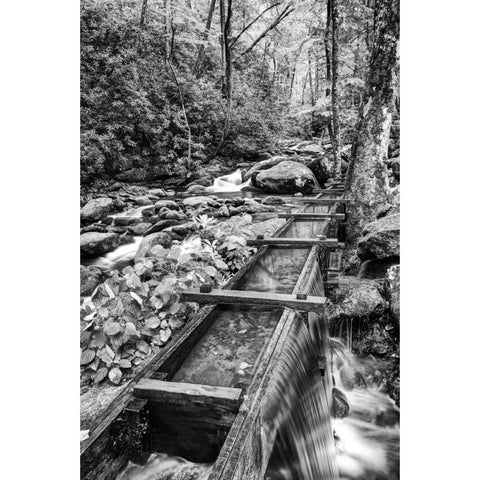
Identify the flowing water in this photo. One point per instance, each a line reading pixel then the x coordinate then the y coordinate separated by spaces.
pixel 161 466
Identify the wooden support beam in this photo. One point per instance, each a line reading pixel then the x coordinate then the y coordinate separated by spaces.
pixel 323 201
pixel 312 303
pixel 295 242
pixel 329 191
pixel 312 216
pixel 188 394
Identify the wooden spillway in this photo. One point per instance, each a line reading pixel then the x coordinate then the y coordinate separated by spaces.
pixel 188 400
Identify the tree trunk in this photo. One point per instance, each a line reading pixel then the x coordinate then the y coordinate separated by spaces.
pixel 201 49
pixel 367 179
pixel 335 121
pixel 143 13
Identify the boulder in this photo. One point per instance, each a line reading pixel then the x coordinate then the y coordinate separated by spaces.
pixel 96 243
pixel 143 200
pixel 90 277
pixel 381 239
pixel 125 221
pixel 273 200
pixel 194 189
pixel 172 215
pixel 96 209
pixel 263 165
pixel 200 201
pixel 162 238
pixel 158 192
pixel 391 287
pixel 139 228
pixel 286 177
pixel 355 299
pixel 159 226
pixel 170 204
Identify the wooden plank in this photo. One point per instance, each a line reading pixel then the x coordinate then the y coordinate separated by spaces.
pixel 323 201
pixel 312 216
pixel 330 191
pixel 188 394
pixel 311 303
pixel 295 242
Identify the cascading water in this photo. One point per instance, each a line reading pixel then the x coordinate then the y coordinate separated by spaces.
pixel 164 467
pixel 228 183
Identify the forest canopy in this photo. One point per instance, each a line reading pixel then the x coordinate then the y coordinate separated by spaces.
pixel 169 85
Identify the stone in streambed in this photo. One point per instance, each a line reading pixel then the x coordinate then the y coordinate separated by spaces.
pixel 200 201
pixel 125 221
pixel 340 407
pixel 170 204
pixel 273 200
pixel 139 228
pixel 90 277
pixel 163 239
pixel 172 215
pixel 286 177
pixel 95 243
pixel 96 209
pixel 381 239
pixel 159 226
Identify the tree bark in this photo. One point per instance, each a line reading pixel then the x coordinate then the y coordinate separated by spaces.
pixel 367 179
pixel 143 13
pixel 201 49
pixel 335 121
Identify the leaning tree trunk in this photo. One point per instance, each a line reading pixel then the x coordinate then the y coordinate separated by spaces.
pixel 335 122
pixel 367 179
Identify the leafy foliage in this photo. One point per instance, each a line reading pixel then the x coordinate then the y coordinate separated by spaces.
pixel 133 313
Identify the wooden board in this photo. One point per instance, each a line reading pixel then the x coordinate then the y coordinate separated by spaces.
pixel 312 216
pixel 323 201
pixel 188 394
pixel 312 303
pixel 295 242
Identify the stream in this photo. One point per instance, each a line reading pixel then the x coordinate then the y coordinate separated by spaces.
pixel 311 444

============================================================

Repeat the records exactly but leave out the images.

Identify the flowing water in this photo. One point per instance, each a line reading pixel then the x coordinate then the y coordinate separated by spaces.
pixel 161 466
Identify the wooden support beam in this photo. One point per instance, each a line reading pixel then the x coordinate then the y coordinate separated by spaces.
pixel 323 201
pixel 312 303
pixel 295 242
pixel 329 191
pixel 312 216
pixel 188 394
Identify the wooden spillway in this photo. One point per instance, each a line reading pixel then the x coordinate then the y coordinate separated by spaces.
pixel 188 400
Identify the tree trunk in this photo. One point per instance, each a line reading pixel then the x coordinate then the y coordinate separated by spaces.
pixel 201 49
pixel 367 179
pixel 335 121
pixel 143 13
Identify the boulder in this photo. One point per instance, each a line reading pixel then the x coordinate then the y coordinate separated by spaces.
pixel 96 243
pixel 143 200
pixel 90 277
pixel 381 239
pixel 125 221
pixel 273 200
pixel 194 189
pixel 172 215
pixel 96 209
pixel 263 165
pixel 200 201
pixel 162 238
pixel 158 192
pixel 391 287
pixel 139 228
pixel 286 177
pixel 355 299
pixel 159 226
pixel 170 204
Identify the wooden plank in this photo. One point per instance, each a line reading pixel then the x coordinate then the y coordinate separated by spaces.
pixel 323 201
pixel 312 216
pixel 330 191
pixel 188 394
pixel 311 303
pixel 295 242
Identify the cascading water in this photo. One point per instance, each a line reading pixel then the x coordinate then the y coordinate separated by spaces.
pixel 164 467
pixel 228 183
Identify the forest canopy in this photo. One point per instance, each a line reading pixel then the x coordinate then the y coordinate separated by spaces.
pixel 169 85
Identify the stone in streambed in this photo. One point per instance, each a line reading pixel then the x coordinate then the y coordinate separated by spaces.
pixel 200 201
pixel 125 221
pixel 340 407
pixel 170 204
pixel 273 200
pixel 139 228
pixel 90 277
pixel 163 239
pixel 172 215
pixel 286 177
pixel 95 243
pixel 96 209
pixel 381 239
pixel 159 226
Identify the tree bark in this photo. One point per instance, each a line reading pixel then the x coordinate then the y coordinate separated by spaces.
pixel 367 179
pixel 143 13
pixel 201 49
pixel 335 121
Identify the leaning tree trunk in this photo. One point per instance, each a line reading pixel then the x coordinate then the y coordinate separated by spaces.
pixel 335 122
pixel 367 179
Identify the leafy foliage in this photo. One point per instance, each a line reading pixel then the x coordinate then the y coordinate separated by spaces.
pixel 133 313
Identify the wooden board in this photo. One point per instance, each a line reading pixel then the x coordinate then the y coordinate separated by spaces.
pixel 312 216
pixel 323 201
pixel 188 394
pixel 312 303
pixel 295 242
Identify the stream in this photo. One point per instance, each a line reading pixel then the x coordinate then the y coordinate separated by spaces.
pixel 311 444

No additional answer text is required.